__Given passage__:

From Lisbon to Huddersfield: Man United's global following relishing the journey
After a slump in European away form that saw Manchester United achieve only one victory in three years from 2013 to December 2016, the team are winning European away games again. The improvement is welcomed by fans, of course, and United midfielder Juan Mata told me after Wednesday's 1-0 Champions League win at Benfica that it was down to the team being "more ruthless in attack." The performance wasn't entirely convincing, but a win and a clean sheet away in Europe against a team with an exceptional history overrides other sentiments.
Fans' attendance at European away games is governed less by results than cost, geography and their stage of life. Almost 3,000 made the trip to Lisbon in Portugal for Wednesday's game, many overcoming problems with cancelled Ryanair flights, Monarch Airlines going bust, and further issues due to Hurricane Ophelia.
A number of supporters saw their Ryanair flights cancelled, only to book with Monarch. As the cost of other flights to Lisbon increased, a pessimistic "this is not meant to be" air prevailed and some stayed home. Yet the damp streets around the Bairro Alto and Restauradores Square were packed the night before the game and the afternoon of it. The imposing statue of King Jose I (no, not Mourinho) in the Praca do Comercio was decorated with a red, white and black United tricolour with the letters "UTR" -- Up the Reds.

__Material provided__:
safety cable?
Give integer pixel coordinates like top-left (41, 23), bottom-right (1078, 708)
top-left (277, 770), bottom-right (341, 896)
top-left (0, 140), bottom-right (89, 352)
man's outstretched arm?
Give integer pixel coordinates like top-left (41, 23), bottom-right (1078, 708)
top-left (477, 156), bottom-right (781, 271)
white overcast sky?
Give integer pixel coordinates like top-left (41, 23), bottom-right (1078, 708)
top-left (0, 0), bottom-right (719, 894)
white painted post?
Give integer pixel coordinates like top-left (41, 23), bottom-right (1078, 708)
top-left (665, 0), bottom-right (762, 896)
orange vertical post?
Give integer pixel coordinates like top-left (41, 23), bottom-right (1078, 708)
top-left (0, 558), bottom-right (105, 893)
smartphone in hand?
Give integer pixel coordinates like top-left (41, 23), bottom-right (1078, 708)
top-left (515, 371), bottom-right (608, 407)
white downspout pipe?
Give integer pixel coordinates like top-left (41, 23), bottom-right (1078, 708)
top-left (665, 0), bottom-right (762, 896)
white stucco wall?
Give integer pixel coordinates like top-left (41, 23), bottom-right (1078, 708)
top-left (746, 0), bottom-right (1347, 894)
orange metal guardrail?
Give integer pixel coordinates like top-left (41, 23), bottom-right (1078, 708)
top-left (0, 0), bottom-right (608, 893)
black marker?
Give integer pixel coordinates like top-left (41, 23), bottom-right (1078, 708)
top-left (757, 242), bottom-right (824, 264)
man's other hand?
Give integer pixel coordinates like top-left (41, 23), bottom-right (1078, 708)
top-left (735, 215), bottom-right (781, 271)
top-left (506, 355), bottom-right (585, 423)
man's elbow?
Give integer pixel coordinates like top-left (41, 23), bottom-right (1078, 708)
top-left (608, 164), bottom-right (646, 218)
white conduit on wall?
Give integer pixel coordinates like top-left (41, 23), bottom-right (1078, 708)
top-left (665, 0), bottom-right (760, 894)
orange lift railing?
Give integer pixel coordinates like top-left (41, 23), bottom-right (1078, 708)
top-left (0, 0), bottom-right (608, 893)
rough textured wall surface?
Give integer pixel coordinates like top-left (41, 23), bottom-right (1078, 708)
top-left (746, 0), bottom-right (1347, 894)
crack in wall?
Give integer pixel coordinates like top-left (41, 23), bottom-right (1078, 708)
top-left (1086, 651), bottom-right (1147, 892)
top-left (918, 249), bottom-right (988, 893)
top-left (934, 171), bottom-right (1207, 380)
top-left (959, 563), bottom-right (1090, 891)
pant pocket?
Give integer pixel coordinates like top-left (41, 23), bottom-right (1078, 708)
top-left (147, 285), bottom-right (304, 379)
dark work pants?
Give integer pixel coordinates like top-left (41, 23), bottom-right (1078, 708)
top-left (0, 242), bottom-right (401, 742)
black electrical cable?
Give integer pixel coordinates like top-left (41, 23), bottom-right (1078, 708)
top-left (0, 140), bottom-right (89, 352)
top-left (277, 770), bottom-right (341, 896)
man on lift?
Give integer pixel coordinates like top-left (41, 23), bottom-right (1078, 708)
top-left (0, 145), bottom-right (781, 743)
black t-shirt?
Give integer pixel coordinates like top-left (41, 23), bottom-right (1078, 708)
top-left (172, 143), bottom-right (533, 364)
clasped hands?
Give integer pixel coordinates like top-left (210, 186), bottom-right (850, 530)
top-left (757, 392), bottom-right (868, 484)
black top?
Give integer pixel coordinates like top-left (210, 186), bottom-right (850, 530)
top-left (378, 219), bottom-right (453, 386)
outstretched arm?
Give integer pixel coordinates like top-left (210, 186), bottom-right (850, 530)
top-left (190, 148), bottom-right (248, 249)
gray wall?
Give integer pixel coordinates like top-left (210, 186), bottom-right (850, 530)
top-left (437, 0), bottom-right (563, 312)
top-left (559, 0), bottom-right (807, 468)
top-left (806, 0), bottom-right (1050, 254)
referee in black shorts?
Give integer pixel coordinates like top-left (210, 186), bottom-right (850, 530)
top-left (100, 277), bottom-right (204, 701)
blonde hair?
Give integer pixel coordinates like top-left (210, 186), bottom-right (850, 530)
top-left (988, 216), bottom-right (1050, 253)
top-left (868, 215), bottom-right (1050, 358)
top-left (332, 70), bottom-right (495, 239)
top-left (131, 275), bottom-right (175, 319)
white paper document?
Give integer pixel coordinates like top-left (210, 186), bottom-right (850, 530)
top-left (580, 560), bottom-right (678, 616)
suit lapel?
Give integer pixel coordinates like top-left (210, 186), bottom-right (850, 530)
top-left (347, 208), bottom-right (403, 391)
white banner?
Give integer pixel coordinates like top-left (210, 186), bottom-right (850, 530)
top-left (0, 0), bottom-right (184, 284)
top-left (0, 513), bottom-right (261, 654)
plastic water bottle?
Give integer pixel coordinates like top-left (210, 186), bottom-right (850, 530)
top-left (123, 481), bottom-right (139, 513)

__Work to complete__:
Please copy the Man United article word for word from "From Lisbon to" to "overrides other sentiments.".

__Full output__:
From Lisbon to Huddersfield: Man United's global following relishing the journey
After a slump in European away form that saw Manchester United achieve only one victory in three years from 2013 to December 2016, the team are winning European away games again. The improvement is welcomed by fans, of course, and United midfielder Juan Mata told me after Wednesday's 1-0 Champions League win at Benfica that it was down to the team being "more ruthless in attack." The performance wasn't entirely convincing, but a win and a clean sheet away in Europe against a team with an exceptional history overrides other sentiments.